• **RECORDS SHOWN**
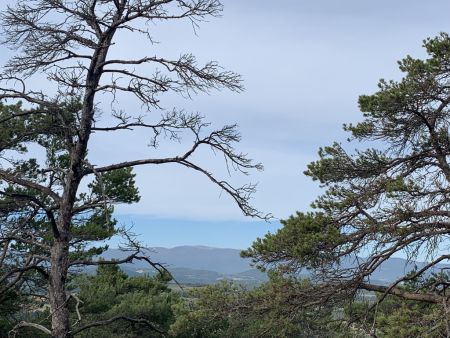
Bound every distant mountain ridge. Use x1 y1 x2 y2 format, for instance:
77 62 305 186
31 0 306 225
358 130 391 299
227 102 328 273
102 246 450 284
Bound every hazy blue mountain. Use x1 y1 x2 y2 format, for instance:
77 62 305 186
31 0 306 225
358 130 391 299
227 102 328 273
103 246 255 274
99 246 450 284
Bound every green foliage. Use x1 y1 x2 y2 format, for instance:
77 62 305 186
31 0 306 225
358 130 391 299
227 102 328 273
241 212 342 272
72 265 179 337
170 274 347 338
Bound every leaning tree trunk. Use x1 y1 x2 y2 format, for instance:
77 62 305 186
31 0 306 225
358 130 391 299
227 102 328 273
49 234 70 338
48 29 115 338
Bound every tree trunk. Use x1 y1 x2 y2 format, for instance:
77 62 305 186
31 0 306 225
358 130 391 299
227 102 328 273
49 236 71 338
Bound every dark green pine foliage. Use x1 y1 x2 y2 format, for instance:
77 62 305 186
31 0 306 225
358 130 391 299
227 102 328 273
71 265 179 338
243 33 450 305
0 99 139 334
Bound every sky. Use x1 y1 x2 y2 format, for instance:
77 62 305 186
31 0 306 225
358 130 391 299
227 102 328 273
0 0 450 249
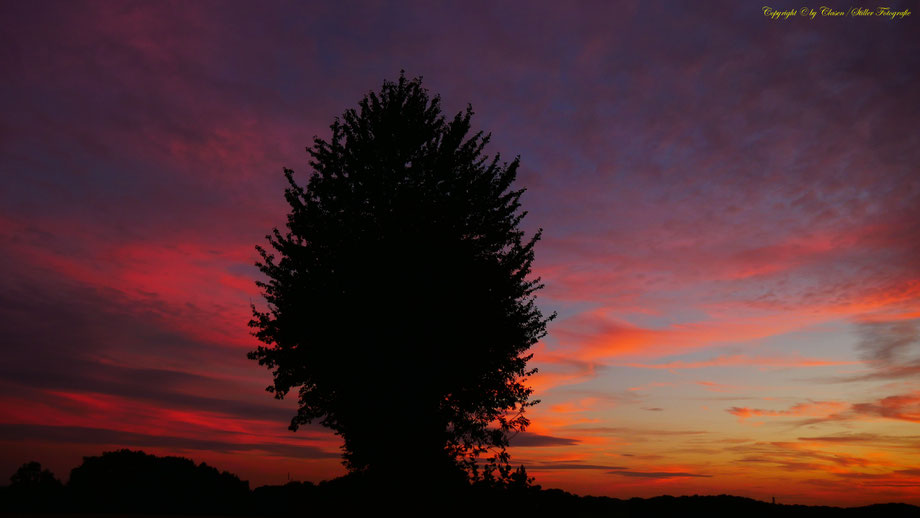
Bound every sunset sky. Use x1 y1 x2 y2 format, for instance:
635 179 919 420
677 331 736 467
0 1 920 505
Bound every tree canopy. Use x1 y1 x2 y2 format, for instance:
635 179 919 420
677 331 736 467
249 74 555 488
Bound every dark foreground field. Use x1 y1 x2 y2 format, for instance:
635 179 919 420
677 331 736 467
2 480 920 518
0 450 920 518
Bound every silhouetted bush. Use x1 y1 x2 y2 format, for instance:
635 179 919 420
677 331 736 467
68 450 249 514
2 461 67 512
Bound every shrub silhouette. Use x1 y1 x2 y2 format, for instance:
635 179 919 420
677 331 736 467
68 450 249 514
5 461 66 511
249 71 555 490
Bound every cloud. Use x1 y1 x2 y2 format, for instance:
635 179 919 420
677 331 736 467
511 432 579 448
834 318 920 381
615 354 858 372
0 423 341 459
726 401 849 421
607 470 712 480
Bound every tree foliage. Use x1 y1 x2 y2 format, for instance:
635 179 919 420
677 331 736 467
249 74 555 488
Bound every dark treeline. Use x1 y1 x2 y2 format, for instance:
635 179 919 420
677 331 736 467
0 450 920 517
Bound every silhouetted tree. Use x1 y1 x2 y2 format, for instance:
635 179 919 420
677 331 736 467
249 74 555 488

• **WHAT IS REQUIRED**
Reproduce the data above, starting at the line containing "Bound every cloud." and ending with the last line of the data. Keep the requests and their sample numbers unchanged, and multiply each box coordinate in the answers by 0.55, rounding to a whole number with halves rounded up.

• **OUTPUT FOR THIS TASK**
Bound every cloud. Use x1 y1 x2 y2 format, for instance:
635 179 919 420
677 331 736 467
281 238 318 246
459 175 506 210
338 195 472 205
0 233 188 252
399 221 467 232
334 259 392 264
Bound every tree foliage. Use x1 y1 x2 y2 format, for instance:
635 179 919 420
677 331 736 467
137 41 305 268
Bound every dark treeline. Use x1 y1 x2 y2 format, for instance:
635 179 919 420
677 331 736 467
0 248 506 284
Bound every silhouetted tree. Use x1 y1 x2 y2 format, for instance:
635 179 919 420
677 331 736 467
137 41 305 268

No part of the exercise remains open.